• ТЕКСТ ДЛЯ ЧТЕНИЯ:
== == ==
Быстро расспросив нас – куда собираемся, мужик явно заторопился. Мы тоже не стали задерживаться, собрались и отплыли. Пристали к берегу и довольно долго искали маленькие озерки, из которых вытекает Климковка. И, когда нашли их, очень удивились – впереди, по нашему ходу, на моторной резинке рассекал наш недавний знакомый. Он быстро ставил сети во все протоки по нашему пути.

«Зае-анский край мурманский» — эту фразу я стану повторять все чаще по мере путешествия…

И все-таки мы дошли до Климковки. Прошли несколько километров вниз по течению и стали лагерем. Важные и печальные сведения местный браконьер успел нам передать. Сказал, что каньон Климковки несколько лет назад завалило оползнем, поэтому по реке не пройти до моря. Несколько километров нужно идти пешком по болоту. Соответственно семга – только в устье реки. А кругом и так была красота… Снято в полночь.

Встали дневкой на Климковке. Неподалеку было озеро Эрсманиявр, куда решили сходить на следующий день на гольцовую рыбалку. А заодно поохотиться на куропачей – так почему-то в Мурманске называют полярных куропаток. Охотиться на них смешно. Еще за двести-триста метров до твоего подхода они начинают громко кудахтать – то есть ты уже примерно знаешь, где они сидят. Подходишь ближе – они с тем же кудахтаньем взлетают вверх, и потом садятся где-нибудь невдалеке. Казалось бы, ничего легче чем подстрелить их  нет. Но Георгий изгалялся и так, и эдак – влет с колена, в полный рост – и все время мазал. Он уже начал было волноваться – бравый охотник оставался без добычи. И тут самый глупый куропач после взлета сел на камень в метре от берега небольшого озерка. Нужно было видеть – Георгий превратился в пожилого и опытного индейца. Он долго и медленно полз, скрываясь за холмами и кочками. Глупый куропач следил за передвижениями странного животного. Наконец Георгий тщательно прицелился и выстрелил. Куропач упал в воду и затрепыхался в ней. Георгий подбежал и контрольным выстрелом добил птицу в упор.
== == ==
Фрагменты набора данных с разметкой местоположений
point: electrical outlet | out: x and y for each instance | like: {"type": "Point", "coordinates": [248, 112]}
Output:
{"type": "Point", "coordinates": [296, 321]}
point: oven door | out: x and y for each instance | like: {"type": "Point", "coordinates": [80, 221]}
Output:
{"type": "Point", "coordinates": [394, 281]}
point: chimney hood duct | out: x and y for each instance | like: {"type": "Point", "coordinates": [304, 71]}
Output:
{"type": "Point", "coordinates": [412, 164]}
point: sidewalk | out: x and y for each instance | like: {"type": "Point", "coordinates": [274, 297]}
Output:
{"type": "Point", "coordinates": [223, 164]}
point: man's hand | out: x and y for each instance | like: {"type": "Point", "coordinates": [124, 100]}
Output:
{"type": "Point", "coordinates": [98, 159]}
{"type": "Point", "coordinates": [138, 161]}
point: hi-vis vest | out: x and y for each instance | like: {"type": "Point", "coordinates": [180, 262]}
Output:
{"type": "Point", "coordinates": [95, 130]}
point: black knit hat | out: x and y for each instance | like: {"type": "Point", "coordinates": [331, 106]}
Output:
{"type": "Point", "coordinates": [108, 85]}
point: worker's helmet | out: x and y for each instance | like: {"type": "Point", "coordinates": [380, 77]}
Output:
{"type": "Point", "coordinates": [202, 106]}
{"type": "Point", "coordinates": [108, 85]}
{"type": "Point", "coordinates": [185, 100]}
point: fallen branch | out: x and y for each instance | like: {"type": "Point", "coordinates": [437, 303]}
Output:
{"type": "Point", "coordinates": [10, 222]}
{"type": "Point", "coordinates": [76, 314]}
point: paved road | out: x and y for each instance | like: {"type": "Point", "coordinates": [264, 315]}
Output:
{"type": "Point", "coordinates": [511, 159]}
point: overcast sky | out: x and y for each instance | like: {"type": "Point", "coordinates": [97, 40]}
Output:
== == ==
• ЗАДАНИЯ:
1) Воспроизведите дословно фрагмент рассказа о походе на Климковку: всё от слов «И все-таки мы» и до слов «Снято в полночь.».
2) Продублируйте без изменений записи: всё от строки, содержащей «point: fallen branch», и до самого конца записей, включая обе границы.
Текст и записи никак не связаны между собой.

• РЕШЕНИЯ ПО ЗАДАНИЯМ:
1)
И все-таки мы дошли до Климковки. Прошли несколько километров вниз по течению и стали лагерем. Важные и печальные сведения местный браконьер успел нам передать. Сказал, что каньон Климковки несколько лет назад завалило оползнем, поэтому по реке не пройти до моря. Несколько километров нужно идти пешком по болоту. Соответственно семга – только в устье реки. А кругом и так была красота… Снято в полночь.

2)
point: fallen branch | out: x and y for each instance | like: {"type": "Point", "coordinates": [437, 303]}
Output:
{"type": "Point", "coordinates": [10, 222]}
{"type": "Point", "coordinates": [76, 314]}
point: paved road | out: x and y for each instance | like: {"type": "Point", "coordinates": [264, 315]}
Output:
{"type": "Point", "coordinates": [511, 159]}
point: overcast sky | out: x and y for each instance | like: {"type": "Point", "coordinates": [97, 40]}
Output:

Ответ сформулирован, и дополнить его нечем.